### [Written problem]
Please copy the following data word for word, from the first line to the last.

Location annotation dataset excerpts:
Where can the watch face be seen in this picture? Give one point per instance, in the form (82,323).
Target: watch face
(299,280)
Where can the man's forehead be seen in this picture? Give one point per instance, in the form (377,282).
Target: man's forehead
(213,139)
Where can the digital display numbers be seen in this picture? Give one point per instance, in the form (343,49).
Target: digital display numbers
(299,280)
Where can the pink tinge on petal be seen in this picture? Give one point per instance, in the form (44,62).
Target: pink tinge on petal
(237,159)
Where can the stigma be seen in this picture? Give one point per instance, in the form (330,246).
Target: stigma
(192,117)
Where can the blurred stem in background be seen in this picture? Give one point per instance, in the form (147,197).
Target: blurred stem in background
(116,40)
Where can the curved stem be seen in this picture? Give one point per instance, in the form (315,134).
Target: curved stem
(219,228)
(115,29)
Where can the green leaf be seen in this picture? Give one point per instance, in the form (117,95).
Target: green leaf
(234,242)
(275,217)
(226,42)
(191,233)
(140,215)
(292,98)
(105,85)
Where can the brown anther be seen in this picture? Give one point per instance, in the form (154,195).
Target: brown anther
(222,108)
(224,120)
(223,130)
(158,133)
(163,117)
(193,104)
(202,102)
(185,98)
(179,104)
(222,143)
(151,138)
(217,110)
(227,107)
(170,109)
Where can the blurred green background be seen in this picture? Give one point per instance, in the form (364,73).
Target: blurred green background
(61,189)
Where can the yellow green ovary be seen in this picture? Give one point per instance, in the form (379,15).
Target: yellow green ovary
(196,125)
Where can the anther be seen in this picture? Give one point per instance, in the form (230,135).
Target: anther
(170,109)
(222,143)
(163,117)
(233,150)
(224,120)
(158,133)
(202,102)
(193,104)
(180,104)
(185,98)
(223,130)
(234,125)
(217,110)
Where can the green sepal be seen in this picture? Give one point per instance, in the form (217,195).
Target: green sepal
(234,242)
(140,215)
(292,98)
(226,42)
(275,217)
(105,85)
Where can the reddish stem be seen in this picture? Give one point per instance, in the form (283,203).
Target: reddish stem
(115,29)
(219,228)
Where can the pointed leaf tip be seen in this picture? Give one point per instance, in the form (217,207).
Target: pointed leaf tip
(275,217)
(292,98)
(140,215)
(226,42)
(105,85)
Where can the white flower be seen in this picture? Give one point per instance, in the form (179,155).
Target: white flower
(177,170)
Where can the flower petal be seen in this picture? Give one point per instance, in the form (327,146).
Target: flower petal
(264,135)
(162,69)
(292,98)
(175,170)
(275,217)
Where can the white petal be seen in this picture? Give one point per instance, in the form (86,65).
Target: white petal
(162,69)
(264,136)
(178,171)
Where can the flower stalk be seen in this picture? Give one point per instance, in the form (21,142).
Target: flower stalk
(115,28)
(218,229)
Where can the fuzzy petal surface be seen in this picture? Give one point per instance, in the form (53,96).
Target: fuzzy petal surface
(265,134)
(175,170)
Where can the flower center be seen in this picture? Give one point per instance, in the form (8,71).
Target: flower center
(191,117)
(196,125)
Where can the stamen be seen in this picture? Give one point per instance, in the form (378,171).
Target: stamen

### [Written response]
Where can the watch face be seen in this picture? Give one point per instance, in the form (82,323).
Target: watch face
(299,280)
Where can the man's forehead be seen in this picture? Give one point per instance, in the form (377,282).
Target: man's forehead
(213,139)
Where can the digital display numbers be seen in this picture? Give one point per instance, in the form (343,49).
Target: digital display numbers
(299,280)
Where can the pink tinge on petal be seen in this picture? Give one point per instance, in the form (44,62).
Target: pink tinge on petal
(237,159)
Where can the stigma be seen in this picture? Give one point per instance, in the form (330,246).
Target: stigma
(192,117)
Where can the blurred stem in background be seen in this picture? Give one point per instance, in the form (147,197).
Target: blurred stem in background
(116,40)
Where can the curved stem be seen in this picture? Give one point per instance, in the form (315,134).
Target: curved stem
(219,228)
(115,29)
Where can the green leaf be seen in this picture? Give one point per instance, in the form (117,95).
Target: green leaf
(234,242)
(275,217)
(226,42)
(191,233)
(140,215)
(292,98)
(105,85)
Where can the brown anther be seen in this picture? Give one point per instance, in the form (154,195).
Target: brown anther
(222,108)
(224,120)
(223,130)
(158,133)
(163,117)
(193,104)
(202,102)
(185,98)
(179,104)
(222,143)
(151,138)
(217,110)
(227,107)
(170,109)
Where can the blurred green background be seen in this picture? Give one point per instance, in the form (364,73).
Target: blurred green background
(61,189)
Where can the yellow green ovary be seen in this picture? Give one point per instance, in the form (379,15).
Target: yellow green ovary
(196,125)
Where can the anther be seen in this picture? Give one point per instance, in the form (230,135).
Target: anther
(170,109)
(222,143)
(163,117)
(233,150)
(224,120)
(158,133)
(202,102)
(193,104)
(180,104)
(185,98)
(223,130)
(234,125)
(217,110)
Where can the green sepal be seen in this picture? Give one point per instance, in the form (217,195).
Target: green sepal
(234,242)
(140,215)
(292,98)
(226,42)
(275,217)
(105,85)
Where can the reddish stem be seen in this picture? Give one point per instance, in the form (283,203).
Target: reddish stem
(115,29)
(219,228)
Where can the pointed leaf tip be seen in this picture? Give one point per instance, in the form (217,207).
Target: pointed leaf tip
(275,217)
(292,98)
(140,215)
(226,42)
(105,85)
Where can the white flower be seen in this picture? Give one point per instance, in the form (179,155).
Target: white flower
(177,170)
Where can the flower petal be seen in this picture? Give one point per instance, in the form (327,146).
Target: flower petal
(264,135)
(162,69)
(292,98)
(175,170)
(275,217)
Where can the white petal be seen in this picture? Give one point per instance, in the form (86,65).
Target: white petal
(162,69)
(264,136)
(178,171)
Where can the flower stalk be seen in this picture? Give one point per instance, in the form (21,142).
Target: flower stalk
(115,28)
(218,229)
Where can the fuzzy petal surface be seen in this picture? Give one point per instance, in the form (53,96).
Target: fuzzy petal surface
(265,134)
(175,170)
Where can the flower center be seen in this picture? Give one point per instance, in the form (8,71).
Target: flower center
(191,117)
(196,125)
Where can the stamen be seen in this picture? Give one point per instance, in the form (378,171).
Target: stamen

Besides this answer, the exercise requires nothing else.